Items for identifying locations:
####
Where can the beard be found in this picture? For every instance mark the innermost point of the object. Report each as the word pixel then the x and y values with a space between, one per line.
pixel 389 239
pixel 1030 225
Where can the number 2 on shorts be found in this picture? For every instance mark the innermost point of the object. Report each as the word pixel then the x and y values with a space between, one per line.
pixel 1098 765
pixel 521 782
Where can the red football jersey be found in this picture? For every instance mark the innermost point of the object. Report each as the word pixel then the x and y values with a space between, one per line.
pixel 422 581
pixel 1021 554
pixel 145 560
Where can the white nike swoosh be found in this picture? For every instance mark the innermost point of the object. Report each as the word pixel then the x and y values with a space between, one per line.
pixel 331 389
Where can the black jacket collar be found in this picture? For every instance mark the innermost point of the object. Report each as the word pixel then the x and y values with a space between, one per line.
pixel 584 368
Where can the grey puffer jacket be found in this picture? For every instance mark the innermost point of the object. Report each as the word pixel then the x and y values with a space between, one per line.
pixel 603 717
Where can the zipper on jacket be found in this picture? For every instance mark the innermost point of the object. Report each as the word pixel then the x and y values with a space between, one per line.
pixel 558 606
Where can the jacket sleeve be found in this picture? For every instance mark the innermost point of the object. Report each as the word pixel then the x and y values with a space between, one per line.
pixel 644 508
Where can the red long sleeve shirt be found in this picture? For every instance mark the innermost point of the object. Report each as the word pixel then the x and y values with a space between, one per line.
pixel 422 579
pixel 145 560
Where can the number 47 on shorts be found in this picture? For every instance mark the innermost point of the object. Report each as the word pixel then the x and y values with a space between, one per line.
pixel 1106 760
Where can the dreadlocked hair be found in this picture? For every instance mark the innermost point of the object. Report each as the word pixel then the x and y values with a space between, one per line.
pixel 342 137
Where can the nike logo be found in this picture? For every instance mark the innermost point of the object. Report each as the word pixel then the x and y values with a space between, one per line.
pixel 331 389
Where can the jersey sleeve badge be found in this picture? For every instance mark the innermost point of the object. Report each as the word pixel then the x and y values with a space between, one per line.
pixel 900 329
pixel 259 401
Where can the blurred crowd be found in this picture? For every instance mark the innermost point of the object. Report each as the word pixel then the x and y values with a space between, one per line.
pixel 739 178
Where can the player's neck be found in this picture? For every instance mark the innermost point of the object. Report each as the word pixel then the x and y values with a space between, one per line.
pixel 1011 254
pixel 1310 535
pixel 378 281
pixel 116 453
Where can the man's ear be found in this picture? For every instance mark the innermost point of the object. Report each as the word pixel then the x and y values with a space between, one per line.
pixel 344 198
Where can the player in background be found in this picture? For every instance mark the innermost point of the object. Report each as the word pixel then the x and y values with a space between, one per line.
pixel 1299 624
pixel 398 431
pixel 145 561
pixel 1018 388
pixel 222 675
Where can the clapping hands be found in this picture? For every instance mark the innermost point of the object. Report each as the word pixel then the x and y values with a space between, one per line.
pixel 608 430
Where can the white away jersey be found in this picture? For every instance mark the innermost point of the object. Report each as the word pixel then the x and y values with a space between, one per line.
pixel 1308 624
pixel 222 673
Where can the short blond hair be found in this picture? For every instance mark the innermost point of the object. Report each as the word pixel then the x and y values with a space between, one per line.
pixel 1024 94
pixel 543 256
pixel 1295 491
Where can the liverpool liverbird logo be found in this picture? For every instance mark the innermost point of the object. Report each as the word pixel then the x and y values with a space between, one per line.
####
Exercise details :: Reproduce every line of the records above word for word, changing nothing.

Problem solution ::
Where can the beard be found in this picture? For every instance mark the innermost point of the object. Report each as the word pixel then the x and y values with a space between, one per line.
pixel 389 239
pixel 1030 225
Where can the number 2 on shorts be found in this picture? For every instance mark the innermost point of the object. Report each as the word pixel then the x and y values with a space between, one per line.
pixel 1098 765
pixel 521 782
Where can the red football jersey be found in this picture? For every instance mark the innermost point of the object. Report each as the word pixel then the x and y values with a space between, one per line.
pixel 422 581
pixel 1021 554
pixel 145 560
Where can the white nike swoosh be found in this picture? For every instance mark the innermost point of the object. Report each as the word pixel then the x and y values with a space between, one per line.
pixel 331 389
Where can the black jacket collar be found in this picture? For every instance mark the innermost point of the object. Report each as the word pixel then the x and y values with a space between, one per line.
pixel 584 368
Where can the grey puffer jacket be found in this picture? For every instance mark the innermost point of the object. Report each as the word pixel then the x and y values with a space between, one per line.
pixel 603 717
Where can the zipper on jacket be found in this picture? For every instance mark the innermost point of the object. Report each as the word pixel then the x and y values with a space between, one per line.
pixel 558 606
Where can the jacket sleeve be found in this picture? For every instance mark the innermost point of the object. Report each as the word pixel then the x and y values with a space between, one per line.
pixel 644 508
Where can the red long sleeve shirt be found in this picture? For every instance mark the innermost point of the object. Report each as the word pixel then the x and y values with a space between, one per line.
pixel 422 579
pixel 145 560
Where can the number 47 on shorts be found in this picture? For every instance mark the innermost point of the object. Report each as the word pixel then the x and y values with a space between, one per line.
pixel 1106 760
Where can the dreadlocked hair be found in this picture? For every instance mark the innermost point of the object. Report each as the word pixel then the x and y values with a space between, one per line.
pixel 342 137
Where can the nike logo be found in this picture? For every instance mark the innermost point of the object. Report each as the word pixel then the x and y values with a space between, one per line.
pixel 331 389
Where can the jersey sleeve badge be found in this picture? For every instance mark the innermost point of the object. Report each as the word pixel then the x and y values with a space between, one per line.
pixel 900 329
pixel 259 401
Where can the blurred crowd be found in this picture? For every instance mark the innermost point of the object. Report each as the word pixel then the x and y values with a space between, one per line.
pixel 739 178
Where can the player's neck be found in this picture? For every instance mark the innermost point of the object. Report each as the word pixel then the x and y values with a space between, one per line.
pixel 1011 254
pixel 1310 535
pixel 378 281
pixel 116 453
Where can the man's ear be found in this picture? For every instance mark the innermost point of the object. Report each as the word pixel then the x and y values with a space between, one per line.
pixel 344 198
Where can the player in background be found in this picture? For every instance mark the innermost point of the object. Report each as the word pixel then the x and y values with a space between, one per line.
pixel 1299 624
pixel 398 431
pixel 145 561
pixel 1018 388
pixel 222 675
Where can the clapping hands be found in this picture? For every instance mark the innermost point of the object. Report each as the word pixel then the x and y values with a space between, one per line.
pixel 608 430
Where can the white away jersey be found in this picture? For every instance mark the innermost point of the object. Report each as the word pixel then the x and y values with a space between, one per line.
pixel 1308 624
pixel 222 673
Where can the short blond hair be found in this picture? For every instance mark the innermost point of the object. Report each as the word pixel then the x and y values with a space between, one per line.
pixel 1024 94
pixel 543 256
pixel 1295 491
Where can the liverpool liverbird logo be found in this picture? For every instance mark the innermost point of the object. Report each as the word pixel then the x and y values with a space between, one per line.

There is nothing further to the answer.